Problem to solve
Go through the entries below. Copy each line in which "teal" appears.

Referring expression pointing data

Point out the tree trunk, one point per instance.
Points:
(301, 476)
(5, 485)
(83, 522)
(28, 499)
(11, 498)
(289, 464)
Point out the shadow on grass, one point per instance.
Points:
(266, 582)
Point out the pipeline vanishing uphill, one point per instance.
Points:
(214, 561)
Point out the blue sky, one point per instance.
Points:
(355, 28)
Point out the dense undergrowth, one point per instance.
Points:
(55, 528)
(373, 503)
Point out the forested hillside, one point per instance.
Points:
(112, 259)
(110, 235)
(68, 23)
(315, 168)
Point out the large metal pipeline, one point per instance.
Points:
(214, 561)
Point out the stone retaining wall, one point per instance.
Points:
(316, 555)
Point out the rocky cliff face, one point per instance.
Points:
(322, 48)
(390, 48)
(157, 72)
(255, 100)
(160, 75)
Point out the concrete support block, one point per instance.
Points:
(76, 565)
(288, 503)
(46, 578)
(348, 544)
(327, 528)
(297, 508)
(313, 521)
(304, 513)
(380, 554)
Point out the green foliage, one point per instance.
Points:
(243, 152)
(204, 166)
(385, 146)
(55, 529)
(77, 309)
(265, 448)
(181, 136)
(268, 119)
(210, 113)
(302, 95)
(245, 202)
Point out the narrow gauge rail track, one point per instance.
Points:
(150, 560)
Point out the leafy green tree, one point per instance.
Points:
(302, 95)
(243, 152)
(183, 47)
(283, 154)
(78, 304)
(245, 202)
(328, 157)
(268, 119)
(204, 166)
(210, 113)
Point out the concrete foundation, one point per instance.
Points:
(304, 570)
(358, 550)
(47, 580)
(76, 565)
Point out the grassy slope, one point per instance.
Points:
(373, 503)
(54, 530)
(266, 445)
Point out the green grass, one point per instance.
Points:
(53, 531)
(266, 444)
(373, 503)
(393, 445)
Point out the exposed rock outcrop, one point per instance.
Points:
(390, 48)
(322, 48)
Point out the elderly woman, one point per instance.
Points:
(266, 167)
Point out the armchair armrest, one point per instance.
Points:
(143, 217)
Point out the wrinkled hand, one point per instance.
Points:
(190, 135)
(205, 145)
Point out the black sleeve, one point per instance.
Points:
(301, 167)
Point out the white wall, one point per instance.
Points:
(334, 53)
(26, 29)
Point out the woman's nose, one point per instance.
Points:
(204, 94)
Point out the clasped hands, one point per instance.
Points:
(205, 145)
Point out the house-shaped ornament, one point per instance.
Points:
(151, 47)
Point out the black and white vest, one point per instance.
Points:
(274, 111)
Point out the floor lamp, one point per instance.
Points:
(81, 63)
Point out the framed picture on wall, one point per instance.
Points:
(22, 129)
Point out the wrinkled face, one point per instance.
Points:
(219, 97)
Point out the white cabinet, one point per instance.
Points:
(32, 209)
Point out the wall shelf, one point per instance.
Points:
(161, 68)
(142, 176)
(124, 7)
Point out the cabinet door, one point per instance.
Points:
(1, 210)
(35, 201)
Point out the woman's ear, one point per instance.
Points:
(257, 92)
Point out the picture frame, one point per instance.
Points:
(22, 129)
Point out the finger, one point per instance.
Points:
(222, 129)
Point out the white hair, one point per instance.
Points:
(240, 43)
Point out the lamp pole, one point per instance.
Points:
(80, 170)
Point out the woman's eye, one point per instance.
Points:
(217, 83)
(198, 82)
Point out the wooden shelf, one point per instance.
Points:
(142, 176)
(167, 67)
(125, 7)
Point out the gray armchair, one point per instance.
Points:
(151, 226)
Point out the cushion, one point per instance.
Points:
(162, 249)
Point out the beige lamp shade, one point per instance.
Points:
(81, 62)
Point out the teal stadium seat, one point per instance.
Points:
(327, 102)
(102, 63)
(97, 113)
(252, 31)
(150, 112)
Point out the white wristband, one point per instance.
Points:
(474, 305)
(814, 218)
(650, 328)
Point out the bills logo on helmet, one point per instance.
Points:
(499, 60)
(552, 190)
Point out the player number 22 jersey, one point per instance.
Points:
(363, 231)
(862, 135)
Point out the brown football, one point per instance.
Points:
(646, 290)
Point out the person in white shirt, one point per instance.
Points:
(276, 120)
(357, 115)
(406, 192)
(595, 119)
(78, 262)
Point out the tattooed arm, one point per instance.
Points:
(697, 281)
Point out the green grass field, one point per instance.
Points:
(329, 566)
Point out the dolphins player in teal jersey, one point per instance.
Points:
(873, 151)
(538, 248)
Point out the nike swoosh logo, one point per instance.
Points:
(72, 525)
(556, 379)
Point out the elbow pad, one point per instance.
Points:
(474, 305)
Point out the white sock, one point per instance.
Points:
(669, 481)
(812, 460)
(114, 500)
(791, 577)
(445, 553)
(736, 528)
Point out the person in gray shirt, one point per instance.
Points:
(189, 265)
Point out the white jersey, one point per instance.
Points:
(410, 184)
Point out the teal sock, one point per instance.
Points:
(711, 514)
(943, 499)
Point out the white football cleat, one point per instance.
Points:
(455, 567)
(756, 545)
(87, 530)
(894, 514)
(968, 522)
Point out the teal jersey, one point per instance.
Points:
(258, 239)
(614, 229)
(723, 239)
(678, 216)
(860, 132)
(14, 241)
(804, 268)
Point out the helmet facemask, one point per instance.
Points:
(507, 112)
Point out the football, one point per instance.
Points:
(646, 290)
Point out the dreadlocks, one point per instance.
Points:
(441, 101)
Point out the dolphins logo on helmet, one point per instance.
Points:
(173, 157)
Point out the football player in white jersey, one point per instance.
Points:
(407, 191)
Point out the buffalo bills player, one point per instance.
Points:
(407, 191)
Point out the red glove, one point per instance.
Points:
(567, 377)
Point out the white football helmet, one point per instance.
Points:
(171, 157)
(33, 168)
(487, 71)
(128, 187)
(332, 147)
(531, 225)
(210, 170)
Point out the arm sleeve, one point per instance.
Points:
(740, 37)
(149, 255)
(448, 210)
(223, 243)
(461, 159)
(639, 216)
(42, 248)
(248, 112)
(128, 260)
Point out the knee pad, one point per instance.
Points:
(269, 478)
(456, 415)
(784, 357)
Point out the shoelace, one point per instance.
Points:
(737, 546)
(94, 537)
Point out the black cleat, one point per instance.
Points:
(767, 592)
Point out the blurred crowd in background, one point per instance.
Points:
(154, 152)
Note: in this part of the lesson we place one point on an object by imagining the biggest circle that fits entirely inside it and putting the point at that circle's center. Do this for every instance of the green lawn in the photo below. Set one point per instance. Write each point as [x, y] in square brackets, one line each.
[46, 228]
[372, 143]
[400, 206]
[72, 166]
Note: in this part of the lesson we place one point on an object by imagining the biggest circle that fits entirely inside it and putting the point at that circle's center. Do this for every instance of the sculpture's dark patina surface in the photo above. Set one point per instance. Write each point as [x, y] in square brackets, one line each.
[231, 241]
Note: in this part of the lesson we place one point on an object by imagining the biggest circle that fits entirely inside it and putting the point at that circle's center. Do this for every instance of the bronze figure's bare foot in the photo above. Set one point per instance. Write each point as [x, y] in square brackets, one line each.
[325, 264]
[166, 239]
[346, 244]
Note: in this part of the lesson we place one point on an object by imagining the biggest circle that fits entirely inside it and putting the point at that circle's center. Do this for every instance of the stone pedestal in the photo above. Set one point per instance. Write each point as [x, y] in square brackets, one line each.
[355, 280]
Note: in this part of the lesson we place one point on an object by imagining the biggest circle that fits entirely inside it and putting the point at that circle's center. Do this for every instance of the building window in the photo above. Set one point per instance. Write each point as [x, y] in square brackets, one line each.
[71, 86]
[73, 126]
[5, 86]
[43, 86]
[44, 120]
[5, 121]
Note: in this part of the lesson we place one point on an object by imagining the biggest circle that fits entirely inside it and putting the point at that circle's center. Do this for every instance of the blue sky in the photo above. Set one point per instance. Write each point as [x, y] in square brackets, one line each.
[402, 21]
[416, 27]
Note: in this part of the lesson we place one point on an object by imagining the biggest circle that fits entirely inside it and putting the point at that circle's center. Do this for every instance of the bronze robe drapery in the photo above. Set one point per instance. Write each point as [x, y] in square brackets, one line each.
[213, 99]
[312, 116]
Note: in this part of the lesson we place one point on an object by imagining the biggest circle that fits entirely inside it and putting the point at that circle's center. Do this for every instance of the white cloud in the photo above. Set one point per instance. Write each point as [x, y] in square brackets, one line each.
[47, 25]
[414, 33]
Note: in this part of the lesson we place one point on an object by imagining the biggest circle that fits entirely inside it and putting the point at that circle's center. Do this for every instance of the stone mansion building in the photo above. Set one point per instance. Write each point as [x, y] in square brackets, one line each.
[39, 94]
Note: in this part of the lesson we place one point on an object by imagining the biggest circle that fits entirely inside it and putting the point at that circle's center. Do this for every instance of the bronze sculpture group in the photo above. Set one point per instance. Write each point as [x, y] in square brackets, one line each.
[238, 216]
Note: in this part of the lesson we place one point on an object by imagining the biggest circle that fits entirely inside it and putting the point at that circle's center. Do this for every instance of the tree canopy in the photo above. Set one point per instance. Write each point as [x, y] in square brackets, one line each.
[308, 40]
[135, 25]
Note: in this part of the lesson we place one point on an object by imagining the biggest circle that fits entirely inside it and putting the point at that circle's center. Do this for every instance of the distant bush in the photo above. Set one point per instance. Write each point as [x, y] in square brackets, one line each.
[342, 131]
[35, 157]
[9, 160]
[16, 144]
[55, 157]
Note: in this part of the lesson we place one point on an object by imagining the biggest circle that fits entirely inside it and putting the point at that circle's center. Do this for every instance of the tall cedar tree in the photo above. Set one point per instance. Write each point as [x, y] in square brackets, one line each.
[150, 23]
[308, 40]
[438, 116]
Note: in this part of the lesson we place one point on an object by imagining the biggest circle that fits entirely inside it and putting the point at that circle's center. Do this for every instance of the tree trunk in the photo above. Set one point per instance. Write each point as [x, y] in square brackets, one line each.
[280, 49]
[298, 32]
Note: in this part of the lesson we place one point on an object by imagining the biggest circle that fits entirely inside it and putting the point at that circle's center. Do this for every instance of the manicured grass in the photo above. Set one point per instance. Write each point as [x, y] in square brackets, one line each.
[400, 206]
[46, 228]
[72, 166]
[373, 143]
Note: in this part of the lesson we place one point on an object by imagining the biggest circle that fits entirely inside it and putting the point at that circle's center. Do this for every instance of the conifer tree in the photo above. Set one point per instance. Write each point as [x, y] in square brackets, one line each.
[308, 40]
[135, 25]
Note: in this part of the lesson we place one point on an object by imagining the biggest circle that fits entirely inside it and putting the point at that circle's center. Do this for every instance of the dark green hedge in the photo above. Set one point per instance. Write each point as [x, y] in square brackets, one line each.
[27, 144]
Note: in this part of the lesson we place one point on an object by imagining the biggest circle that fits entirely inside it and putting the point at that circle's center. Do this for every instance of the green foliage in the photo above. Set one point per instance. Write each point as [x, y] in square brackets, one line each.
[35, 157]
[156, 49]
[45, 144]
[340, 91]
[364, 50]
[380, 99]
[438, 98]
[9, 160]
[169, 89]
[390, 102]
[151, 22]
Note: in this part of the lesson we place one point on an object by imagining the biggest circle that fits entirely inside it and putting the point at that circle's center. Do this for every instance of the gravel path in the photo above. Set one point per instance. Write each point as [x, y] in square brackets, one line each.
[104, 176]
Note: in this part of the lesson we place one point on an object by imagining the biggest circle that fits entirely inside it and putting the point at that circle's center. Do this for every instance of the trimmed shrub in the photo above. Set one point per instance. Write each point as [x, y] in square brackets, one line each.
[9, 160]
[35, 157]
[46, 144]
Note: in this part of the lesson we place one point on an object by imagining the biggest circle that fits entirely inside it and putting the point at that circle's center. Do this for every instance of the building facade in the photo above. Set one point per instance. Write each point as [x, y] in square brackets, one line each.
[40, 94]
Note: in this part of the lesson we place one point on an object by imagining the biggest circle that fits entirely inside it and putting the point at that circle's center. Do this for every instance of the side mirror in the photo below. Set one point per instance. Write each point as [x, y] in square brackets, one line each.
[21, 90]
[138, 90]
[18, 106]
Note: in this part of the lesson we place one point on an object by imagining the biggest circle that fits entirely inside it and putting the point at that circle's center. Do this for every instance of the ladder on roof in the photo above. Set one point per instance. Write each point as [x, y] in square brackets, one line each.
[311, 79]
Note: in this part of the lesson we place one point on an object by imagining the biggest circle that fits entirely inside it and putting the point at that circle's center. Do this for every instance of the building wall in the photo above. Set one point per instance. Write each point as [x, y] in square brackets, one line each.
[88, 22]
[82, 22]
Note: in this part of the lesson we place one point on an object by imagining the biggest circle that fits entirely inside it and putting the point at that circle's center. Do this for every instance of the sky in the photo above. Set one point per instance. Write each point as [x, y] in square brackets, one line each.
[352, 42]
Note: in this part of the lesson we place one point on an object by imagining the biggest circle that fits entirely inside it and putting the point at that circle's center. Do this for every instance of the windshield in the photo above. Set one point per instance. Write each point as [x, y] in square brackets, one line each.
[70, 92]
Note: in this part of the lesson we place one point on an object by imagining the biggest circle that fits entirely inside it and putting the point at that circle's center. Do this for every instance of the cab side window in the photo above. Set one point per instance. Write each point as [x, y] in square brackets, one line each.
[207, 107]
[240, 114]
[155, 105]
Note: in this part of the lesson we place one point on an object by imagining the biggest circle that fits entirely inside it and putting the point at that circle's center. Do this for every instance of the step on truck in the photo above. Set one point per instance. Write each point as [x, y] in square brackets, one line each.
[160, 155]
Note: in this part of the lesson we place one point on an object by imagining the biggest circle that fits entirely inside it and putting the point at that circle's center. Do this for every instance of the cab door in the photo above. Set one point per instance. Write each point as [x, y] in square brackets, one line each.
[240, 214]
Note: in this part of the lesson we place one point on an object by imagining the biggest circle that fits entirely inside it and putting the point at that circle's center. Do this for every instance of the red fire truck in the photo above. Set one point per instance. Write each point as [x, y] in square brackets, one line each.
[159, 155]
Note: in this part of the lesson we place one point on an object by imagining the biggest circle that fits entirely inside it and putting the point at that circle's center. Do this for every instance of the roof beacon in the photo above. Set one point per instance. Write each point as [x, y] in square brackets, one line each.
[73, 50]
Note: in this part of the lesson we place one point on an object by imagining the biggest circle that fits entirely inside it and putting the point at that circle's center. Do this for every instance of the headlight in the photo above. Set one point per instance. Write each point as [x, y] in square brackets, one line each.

Your response
Point out the teal stadium seat, one point per instance.
Point out the dolphins player in teal jersey, one point per instance.
Point out the teal sock, one point per instance.
Point out the teal jersey, one point per instance.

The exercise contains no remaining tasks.